A bit dated in some of the examples by now, but the author's observations are only more prevalent a few years after writing. The main intent by the psychiatrist-author is to examine how a digitally connected world can change who we are as human beings. He does so by presenting a set of frightening but well-told stories about bad behavior behind the anonymity of a screen, and how the very nature of ubiquitous electronic communication may drive us to even worse behavior: from narcissism to bullying and brutality; from magnifying our impulsive behaviors to allowing too much freedom in sexual relations; from flabby thinking and reasoning to giving up our privacy.

Dec 17, 2013

I was expecting better. The author fails to demonstrate his foundational premise - that the e-personality is separate or distinct from the offline personality - and then tries to use "common sense" stories to prove his points about the negative side of the supposed alter-ego.
----
_Task 1_.
According to the book reviews, what is the profession of the book's author?
_Task 2_.
Extract from the book reviews the passage between "I was expecting" and "the supposed alter-ego.", inclusive.
_Task 3_.
Extend the book reviews from where they stop.

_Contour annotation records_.
----
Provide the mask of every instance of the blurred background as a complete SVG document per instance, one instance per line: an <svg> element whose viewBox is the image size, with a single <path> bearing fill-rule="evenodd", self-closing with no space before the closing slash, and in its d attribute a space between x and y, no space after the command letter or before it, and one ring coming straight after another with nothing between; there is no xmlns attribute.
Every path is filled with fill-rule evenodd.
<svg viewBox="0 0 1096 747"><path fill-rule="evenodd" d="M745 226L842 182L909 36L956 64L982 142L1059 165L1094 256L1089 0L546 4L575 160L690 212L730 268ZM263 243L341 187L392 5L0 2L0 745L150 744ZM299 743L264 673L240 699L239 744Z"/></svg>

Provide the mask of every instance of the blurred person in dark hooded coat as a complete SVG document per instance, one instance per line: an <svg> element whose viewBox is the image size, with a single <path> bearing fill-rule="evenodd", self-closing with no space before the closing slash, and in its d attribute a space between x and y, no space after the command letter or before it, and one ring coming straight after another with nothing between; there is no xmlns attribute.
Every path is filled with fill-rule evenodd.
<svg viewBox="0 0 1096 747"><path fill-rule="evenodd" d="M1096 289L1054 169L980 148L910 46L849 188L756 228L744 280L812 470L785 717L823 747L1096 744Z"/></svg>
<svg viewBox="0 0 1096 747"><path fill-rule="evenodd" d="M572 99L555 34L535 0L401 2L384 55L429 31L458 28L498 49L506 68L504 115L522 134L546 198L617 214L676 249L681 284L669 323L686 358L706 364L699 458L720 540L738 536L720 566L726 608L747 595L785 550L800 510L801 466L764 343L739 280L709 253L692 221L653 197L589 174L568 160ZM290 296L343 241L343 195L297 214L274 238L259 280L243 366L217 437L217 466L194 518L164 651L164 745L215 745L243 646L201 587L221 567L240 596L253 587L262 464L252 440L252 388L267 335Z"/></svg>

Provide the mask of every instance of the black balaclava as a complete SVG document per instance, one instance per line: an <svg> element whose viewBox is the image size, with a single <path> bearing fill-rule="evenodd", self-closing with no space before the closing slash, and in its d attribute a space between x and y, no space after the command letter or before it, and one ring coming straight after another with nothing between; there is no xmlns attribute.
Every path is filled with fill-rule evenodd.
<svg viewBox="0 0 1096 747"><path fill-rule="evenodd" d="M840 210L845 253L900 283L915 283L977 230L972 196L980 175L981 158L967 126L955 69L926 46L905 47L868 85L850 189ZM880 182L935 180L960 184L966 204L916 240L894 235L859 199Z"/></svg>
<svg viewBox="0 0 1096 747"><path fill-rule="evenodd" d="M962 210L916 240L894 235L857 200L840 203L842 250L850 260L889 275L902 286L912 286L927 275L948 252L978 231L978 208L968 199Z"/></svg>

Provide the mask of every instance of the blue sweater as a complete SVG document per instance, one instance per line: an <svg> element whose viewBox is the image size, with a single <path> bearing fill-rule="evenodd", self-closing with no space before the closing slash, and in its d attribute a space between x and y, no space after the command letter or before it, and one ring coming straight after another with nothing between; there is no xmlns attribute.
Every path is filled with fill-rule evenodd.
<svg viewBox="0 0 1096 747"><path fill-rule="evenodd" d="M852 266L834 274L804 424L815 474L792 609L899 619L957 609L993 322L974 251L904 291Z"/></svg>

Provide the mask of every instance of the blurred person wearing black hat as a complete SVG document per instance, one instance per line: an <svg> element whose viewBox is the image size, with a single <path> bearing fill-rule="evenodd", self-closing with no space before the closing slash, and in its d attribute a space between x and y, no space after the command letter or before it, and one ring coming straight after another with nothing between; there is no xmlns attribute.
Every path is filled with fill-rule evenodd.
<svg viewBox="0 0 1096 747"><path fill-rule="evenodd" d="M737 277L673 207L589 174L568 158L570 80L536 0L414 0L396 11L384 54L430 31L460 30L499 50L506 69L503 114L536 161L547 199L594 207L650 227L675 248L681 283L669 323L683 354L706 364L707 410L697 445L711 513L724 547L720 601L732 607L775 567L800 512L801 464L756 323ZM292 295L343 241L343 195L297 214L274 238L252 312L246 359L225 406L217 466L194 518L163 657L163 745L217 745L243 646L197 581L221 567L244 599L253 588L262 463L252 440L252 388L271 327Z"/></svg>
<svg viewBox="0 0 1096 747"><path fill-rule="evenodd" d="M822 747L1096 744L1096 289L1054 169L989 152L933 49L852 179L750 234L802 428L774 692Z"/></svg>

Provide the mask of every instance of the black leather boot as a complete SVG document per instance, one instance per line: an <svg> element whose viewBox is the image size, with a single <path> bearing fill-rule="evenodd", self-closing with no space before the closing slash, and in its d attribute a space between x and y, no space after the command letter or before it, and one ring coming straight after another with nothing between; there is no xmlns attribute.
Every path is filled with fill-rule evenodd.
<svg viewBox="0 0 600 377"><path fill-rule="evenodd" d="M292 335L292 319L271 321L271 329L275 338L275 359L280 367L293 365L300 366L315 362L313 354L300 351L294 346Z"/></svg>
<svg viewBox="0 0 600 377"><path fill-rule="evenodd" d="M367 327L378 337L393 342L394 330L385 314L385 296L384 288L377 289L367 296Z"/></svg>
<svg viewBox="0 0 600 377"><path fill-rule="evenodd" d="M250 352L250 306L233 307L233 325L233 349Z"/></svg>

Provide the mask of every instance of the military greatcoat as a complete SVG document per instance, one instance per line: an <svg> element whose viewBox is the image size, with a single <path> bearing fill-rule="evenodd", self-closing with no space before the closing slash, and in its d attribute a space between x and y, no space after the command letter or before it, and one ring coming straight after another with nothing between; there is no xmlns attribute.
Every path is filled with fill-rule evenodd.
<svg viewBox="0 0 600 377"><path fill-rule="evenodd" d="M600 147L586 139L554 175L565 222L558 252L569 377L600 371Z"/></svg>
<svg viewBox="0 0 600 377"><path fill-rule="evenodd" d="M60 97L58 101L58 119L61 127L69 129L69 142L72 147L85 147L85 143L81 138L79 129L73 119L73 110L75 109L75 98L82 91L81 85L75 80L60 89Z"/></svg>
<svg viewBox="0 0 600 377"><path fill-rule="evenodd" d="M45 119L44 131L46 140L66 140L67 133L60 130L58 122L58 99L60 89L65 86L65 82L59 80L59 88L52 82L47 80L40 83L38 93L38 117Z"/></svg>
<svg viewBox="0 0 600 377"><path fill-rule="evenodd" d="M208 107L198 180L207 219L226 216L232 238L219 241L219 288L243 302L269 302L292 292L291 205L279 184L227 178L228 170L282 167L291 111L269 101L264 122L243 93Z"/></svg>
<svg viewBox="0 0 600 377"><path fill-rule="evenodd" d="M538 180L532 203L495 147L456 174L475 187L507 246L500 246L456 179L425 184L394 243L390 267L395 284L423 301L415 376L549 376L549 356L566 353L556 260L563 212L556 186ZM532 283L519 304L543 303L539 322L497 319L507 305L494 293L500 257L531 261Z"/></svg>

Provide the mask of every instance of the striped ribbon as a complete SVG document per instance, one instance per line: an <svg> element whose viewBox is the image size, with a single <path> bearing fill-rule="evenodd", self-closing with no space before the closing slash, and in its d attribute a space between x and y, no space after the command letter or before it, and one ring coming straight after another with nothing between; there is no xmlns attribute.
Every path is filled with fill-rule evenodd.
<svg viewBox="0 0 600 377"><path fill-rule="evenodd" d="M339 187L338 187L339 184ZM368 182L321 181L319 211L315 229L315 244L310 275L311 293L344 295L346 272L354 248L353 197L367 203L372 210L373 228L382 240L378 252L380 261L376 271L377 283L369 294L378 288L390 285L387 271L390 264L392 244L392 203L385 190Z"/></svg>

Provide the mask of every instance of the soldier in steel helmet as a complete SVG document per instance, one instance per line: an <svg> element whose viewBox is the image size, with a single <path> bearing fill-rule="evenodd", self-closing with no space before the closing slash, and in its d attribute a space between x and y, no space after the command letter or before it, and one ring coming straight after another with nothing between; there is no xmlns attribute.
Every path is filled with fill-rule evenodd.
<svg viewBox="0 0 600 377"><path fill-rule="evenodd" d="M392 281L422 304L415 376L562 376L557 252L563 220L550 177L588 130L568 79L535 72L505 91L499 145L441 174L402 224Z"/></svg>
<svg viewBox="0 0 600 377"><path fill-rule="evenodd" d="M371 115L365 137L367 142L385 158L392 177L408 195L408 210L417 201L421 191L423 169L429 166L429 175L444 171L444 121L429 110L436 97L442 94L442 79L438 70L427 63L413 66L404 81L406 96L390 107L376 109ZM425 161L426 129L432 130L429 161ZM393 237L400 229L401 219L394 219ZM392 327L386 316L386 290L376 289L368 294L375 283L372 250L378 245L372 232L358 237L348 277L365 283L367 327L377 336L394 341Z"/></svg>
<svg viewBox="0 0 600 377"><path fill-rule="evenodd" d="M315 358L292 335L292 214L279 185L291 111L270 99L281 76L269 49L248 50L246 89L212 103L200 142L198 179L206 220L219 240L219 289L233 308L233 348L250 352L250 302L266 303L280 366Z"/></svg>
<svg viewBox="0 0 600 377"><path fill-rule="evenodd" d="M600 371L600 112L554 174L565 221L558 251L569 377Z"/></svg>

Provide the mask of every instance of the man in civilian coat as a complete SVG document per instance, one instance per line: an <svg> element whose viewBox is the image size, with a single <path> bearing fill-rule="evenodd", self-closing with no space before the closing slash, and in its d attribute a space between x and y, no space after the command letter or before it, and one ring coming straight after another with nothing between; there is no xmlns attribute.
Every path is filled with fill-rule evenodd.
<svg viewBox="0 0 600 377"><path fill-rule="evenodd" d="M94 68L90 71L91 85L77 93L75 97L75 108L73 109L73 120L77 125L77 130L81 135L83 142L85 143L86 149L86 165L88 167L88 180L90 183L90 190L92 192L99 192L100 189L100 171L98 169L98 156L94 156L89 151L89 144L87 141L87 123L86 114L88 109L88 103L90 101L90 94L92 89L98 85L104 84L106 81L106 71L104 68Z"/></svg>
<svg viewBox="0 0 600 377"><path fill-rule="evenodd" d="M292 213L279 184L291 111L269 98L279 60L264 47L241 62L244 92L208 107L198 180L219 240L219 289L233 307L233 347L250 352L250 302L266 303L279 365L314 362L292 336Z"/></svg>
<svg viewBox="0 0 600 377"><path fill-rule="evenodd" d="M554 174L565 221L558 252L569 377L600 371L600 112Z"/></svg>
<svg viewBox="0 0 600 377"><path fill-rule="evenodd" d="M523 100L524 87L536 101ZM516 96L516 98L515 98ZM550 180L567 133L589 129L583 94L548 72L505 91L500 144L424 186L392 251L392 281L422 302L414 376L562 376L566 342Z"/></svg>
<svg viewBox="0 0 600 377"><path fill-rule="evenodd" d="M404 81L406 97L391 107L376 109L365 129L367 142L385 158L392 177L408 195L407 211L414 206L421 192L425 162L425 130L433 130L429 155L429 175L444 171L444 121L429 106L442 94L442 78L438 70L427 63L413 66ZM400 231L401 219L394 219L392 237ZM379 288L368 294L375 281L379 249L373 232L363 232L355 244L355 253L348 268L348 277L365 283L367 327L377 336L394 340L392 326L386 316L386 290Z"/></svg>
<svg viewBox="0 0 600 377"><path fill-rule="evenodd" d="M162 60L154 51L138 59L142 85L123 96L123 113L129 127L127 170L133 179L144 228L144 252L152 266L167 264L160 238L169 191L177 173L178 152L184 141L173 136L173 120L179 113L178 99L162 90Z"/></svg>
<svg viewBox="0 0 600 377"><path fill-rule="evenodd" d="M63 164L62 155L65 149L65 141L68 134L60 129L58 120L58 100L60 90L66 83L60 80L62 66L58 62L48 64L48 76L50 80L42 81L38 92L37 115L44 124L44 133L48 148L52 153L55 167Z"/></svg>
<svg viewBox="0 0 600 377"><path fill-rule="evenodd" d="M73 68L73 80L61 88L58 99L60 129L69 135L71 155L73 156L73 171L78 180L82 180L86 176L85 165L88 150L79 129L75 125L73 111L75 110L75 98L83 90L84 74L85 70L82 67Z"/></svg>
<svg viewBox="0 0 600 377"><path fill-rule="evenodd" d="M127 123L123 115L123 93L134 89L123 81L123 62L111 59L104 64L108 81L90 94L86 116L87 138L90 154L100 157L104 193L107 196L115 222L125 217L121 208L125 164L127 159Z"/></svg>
----
_Written response 1_.
He is a psychiatrist.

_Written response 2_.
I was expecting better. The author fails to demonstrate his foundational premise - that the e-personality is separate or distinct from the offline personality - and then tries to use "common sense" stories to prove his points about the negative side of the supposed alter-ego.

_Written response 3_.
All in all, too many assumptions backed up by too little evidence makes for a waste of time if you were expecting to actually learn something.

This is a well-written, thoughtful and scary book. At the same time, it was miuch more entertaining than I expected it to be. Aboujaoude writes accessibly, and he's a natural story-teller. He has important things to say here about changes in neurology, psychology and personality that appear to be linked to the character and ubiquity of electronic communication.

Mar 17, 2011

Fine overview of possible detrimental effects of our cyborg existence.